--- Begin TEXT TO READ ---

In 2011, the arrangement came to an end, and Mr Wood took up employment with an unrelated company.
Later, A Pty Ltd sued Mr Wood and C Pty Ltd for damages for $2.4M alleging that Mr Wood had, unbeknown to A Pty Ltd, negotiated a number of unauthorised transactions whilst performing the consultancy services in 2006 or 2007. The claim was for misleading and deceptive conduct, breach of fiduciary duty, breach of contract and breach of statutory duty.
Mr Wood and C Pty Ltd disputed the allegations and filed a cross claim, and Mr Wood separately threatened a defamation claim arising out of statements made to Mr Wood’s new employer concerning A Pty Ltd’s allegations. C Pty Ltd went into liquidation.
In December 2013, a Settlement Deed was entered into between Mr Wood and A Pty Ltd, by which Mr Wood was to pay A Pty Ltd $200,000.00 in return for dismissal of the action, without admission. On the same day, a separate Deed of Release was entered into requiring A Pty Ltd to pay Mr Wood $180,000.00 in return for a release of the defamation claim. It was agreed that one could be set off against the other and Mr Wood paid $20,000.00 on 29 January 2014.
The Commissioner disallowed Mr Wood’s claim to deduct the sum of $200,000.00 in the year ending 30 June 2014. The Commissioner disallowed Mr Wood’s objection, and Mr Wood sought review in the AAT. The AAT overturned the Commissioner’s decision and allowed the deduction. The Commissioner appealed on a question of law to the Federal Court, which dismissed the appeal.

--- End TEXT TO READ ---
--- Begin TASK DATA ---

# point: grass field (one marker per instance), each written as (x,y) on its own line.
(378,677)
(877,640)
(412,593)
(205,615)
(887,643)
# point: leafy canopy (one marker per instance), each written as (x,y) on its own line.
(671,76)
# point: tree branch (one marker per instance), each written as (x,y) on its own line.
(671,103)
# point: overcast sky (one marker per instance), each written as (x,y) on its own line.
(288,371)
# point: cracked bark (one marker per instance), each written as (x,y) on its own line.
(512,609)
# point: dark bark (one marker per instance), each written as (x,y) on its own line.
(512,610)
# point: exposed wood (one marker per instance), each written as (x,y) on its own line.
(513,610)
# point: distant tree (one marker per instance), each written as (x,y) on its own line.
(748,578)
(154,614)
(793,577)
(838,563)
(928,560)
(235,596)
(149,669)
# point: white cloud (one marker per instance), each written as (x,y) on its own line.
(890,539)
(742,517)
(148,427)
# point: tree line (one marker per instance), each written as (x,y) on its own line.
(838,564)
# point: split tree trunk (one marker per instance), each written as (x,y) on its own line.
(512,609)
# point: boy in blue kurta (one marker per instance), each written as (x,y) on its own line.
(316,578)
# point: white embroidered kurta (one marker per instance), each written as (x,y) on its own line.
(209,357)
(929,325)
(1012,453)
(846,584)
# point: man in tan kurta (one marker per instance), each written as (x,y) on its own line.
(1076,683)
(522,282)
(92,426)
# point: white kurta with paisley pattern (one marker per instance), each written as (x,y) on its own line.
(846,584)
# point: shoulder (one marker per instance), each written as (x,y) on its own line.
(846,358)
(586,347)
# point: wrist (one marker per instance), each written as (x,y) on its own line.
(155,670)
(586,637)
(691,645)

--- End TASK DATA ---
--- Begin TASK DATA ---

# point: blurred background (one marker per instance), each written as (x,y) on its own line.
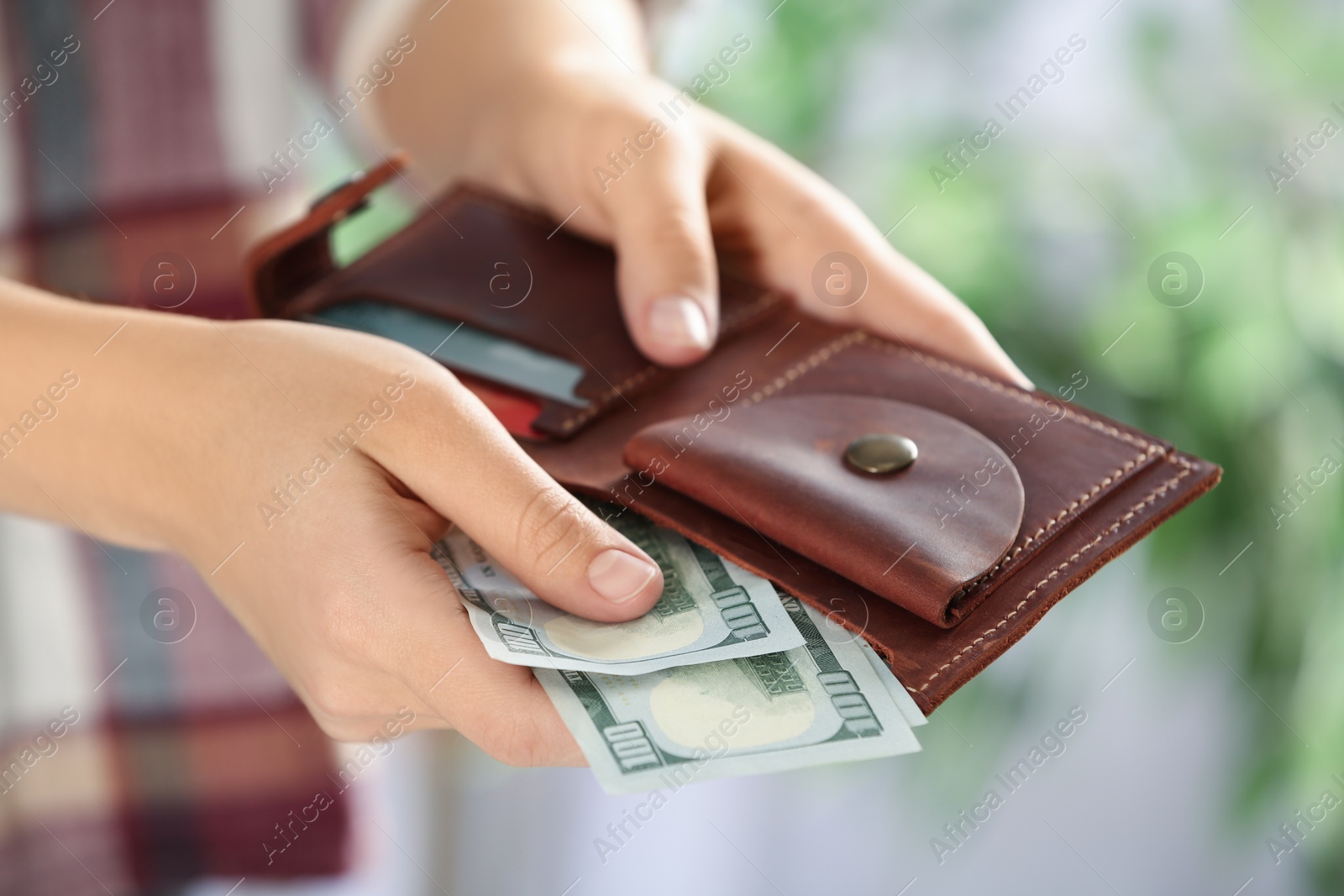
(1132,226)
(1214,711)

--- End TASK DATA ---
--- Begin TASK DATA ---

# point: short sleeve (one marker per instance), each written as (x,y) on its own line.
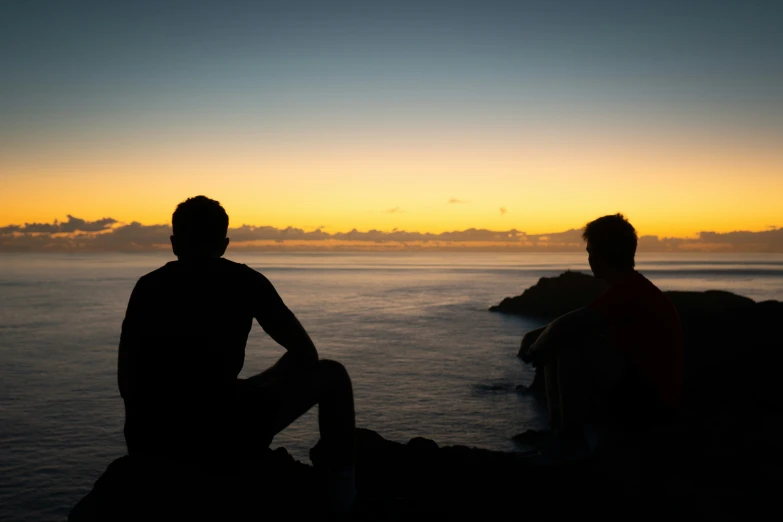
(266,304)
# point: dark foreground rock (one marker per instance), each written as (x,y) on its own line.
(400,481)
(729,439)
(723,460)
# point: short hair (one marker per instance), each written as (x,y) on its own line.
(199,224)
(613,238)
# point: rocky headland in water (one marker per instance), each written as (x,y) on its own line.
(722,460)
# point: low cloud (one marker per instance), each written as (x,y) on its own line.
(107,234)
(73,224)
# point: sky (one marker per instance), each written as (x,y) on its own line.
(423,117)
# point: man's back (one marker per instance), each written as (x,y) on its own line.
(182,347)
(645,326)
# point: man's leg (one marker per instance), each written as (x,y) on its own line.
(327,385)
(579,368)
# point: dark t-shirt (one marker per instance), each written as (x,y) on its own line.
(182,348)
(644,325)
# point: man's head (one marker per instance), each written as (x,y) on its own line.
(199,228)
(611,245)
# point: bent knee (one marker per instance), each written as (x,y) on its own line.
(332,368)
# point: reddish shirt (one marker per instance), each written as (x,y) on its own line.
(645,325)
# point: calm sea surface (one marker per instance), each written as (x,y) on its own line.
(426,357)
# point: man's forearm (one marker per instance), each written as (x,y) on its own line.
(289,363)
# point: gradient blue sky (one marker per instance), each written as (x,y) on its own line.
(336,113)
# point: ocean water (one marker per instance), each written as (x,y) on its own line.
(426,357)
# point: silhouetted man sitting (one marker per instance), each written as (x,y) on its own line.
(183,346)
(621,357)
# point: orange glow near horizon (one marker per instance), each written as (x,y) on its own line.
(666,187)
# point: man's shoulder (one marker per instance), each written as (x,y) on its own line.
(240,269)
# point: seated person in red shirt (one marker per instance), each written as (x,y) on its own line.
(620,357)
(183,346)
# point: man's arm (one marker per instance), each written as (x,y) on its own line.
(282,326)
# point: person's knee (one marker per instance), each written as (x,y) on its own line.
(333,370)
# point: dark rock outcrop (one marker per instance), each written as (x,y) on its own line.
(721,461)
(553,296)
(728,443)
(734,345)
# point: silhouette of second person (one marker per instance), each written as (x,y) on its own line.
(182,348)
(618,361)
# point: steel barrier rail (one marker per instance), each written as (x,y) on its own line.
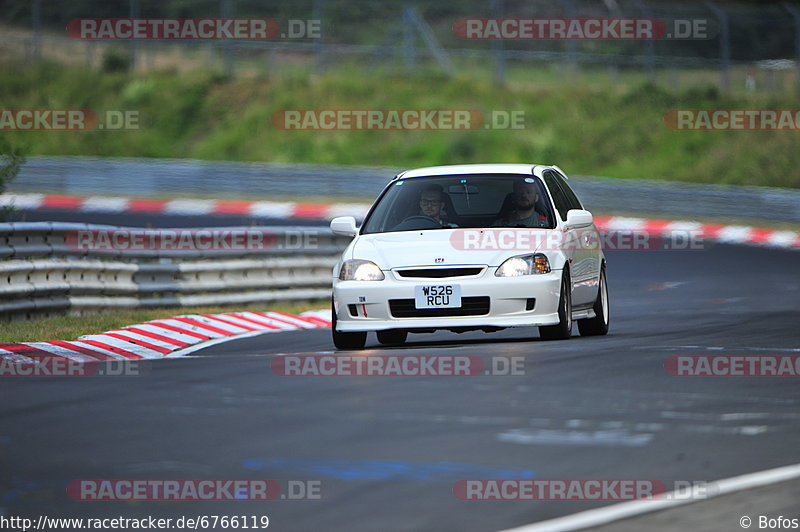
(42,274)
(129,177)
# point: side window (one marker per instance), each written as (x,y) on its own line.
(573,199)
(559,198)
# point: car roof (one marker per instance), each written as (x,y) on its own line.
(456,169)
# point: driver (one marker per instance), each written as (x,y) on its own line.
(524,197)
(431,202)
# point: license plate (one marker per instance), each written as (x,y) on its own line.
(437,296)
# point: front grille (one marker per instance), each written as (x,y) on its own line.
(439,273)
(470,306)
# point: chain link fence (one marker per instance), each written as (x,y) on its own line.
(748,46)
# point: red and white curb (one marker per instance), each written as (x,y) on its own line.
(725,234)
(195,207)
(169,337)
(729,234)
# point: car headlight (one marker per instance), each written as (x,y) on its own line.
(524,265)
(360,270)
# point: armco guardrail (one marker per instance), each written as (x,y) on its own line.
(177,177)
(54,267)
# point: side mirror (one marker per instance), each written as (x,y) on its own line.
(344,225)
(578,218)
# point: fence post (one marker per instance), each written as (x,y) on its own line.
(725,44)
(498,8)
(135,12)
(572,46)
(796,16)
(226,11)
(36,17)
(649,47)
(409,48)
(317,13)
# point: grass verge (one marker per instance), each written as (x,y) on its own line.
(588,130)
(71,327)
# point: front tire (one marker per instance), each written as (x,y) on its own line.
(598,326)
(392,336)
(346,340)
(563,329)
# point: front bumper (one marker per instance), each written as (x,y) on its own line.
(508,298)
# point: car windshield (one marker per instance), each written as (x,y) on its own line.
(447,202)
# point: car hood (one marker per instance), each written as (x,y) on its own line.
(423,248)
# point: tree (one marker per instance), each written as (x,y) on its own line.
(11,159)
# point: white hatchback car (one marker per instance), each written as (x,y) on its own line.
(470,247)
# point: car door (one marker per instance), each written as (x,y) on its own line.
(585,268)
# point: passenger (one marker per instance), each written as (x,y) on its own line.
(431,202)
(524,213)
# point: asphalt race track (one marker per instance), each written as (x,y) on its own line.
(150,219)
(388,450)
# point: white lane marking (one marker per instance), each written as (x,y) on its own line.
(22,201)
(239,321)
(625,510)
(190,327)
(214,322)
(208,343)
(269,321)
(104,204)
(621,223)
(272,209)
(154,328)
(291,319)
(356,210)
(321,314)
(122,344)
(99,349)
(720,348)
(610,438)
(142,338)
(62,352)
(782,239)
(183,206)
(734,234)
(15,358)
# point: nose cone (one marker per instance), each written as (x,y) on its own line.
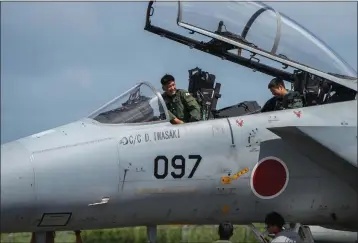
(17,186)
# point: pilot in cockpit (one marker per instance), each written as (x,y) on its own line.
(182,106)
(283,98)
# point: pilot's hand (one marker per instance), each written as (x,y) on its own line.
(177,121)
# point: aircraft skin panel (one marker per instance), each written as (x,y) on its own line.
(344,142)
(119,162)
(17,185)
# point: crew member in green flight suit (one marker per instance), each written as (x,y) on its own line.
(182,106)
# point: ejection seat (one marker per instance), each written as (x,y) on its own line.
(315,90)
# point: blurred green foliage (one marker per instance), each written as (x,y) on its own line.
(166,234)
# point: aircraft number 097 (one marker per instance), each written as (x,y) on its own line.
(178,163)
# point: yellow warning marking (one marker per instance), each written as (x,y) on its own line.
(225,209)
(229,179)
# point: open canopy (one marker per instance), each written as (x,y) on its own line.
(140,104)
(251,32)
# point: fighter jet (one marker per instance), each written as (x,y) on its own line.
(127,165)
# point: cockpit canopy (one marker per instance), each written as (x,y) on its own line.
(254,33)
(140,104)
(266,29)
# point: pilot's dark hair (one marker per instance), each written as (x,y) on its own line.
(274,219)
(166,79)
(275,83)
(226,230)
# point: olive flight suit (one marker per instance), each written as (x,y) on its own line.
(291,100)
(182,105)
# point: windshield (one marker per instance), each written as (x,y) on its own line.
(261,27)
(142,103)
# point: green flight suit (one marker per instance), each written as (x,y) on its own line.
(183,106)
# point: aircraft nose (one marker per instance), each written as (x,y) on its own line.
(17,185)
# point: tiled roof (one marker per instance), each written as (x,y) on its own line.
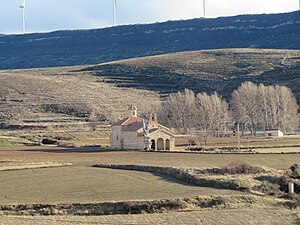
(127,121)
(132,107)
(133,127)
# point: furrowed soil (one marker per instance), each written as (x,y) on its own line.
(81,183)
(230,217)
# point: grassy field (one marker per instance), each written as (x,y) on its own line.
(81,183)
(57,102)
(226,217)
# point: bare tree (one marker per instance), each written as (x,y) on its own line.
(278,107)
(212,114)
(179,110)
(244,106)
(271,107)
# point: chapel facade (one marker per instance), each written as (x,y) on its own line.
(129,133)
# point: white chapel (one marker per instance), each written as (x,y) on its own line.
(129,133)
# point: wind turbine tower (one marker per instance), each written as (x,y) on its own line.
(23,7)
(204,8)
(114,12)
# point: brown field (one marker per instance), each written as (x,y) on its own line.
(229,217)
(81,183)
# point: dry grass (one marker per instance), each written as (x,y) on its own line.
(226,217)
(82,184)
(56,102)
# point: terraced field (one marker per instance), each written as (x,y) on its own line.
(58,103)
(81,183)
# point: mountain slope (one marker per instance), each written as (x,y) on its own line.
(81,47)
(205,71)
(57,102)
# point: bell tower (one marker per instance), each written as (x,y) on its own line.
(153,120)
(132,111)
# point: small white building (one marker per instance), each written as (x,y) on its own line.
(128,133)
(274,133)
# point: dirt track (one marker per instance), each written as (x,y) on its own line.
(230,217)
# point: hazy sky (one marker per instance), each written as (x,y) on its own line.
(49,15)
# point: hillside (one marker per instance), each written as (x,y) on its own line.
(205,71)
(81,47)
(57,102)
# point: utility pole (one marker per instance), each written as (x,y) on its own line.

--- End TASK DATA ---

*TASKS TO PERFORM*.
1. Write out the stretch of the tax case summary from "Later, A Pty" through "went into liquidation.".
2. Show every line of the records that contains the word "track".

*ANSWERS*.
1.
Later, A Pty Ltd sued Mr Wood and C Pty Ltd for damages for $2.4M alleging that Mr Wood had, unbeknown to A Pty Ltd, negotiated a number of unauthorised transactions whilst performing the consultancy services in 2006 or 2007. The claim was for misleading and deceptive conduct, breach of fiduciary duty, breach of contract and breach of statutory duty.
Mr Wood and C Pty Ltd disputed the allegations and filed a cross claim, and Mr Wood separately threatened a defamation claim arising out of statements made to Mr Wood’s new employer concerning A Pty Ltd’s allegations. C Pty Ltd went into liquidation.

2.
# point: asphalt race track (one marker per instance), each written as (x,y) on its own line.
# point: dirt track (one marker per instance), each written as (x,y) on its own line.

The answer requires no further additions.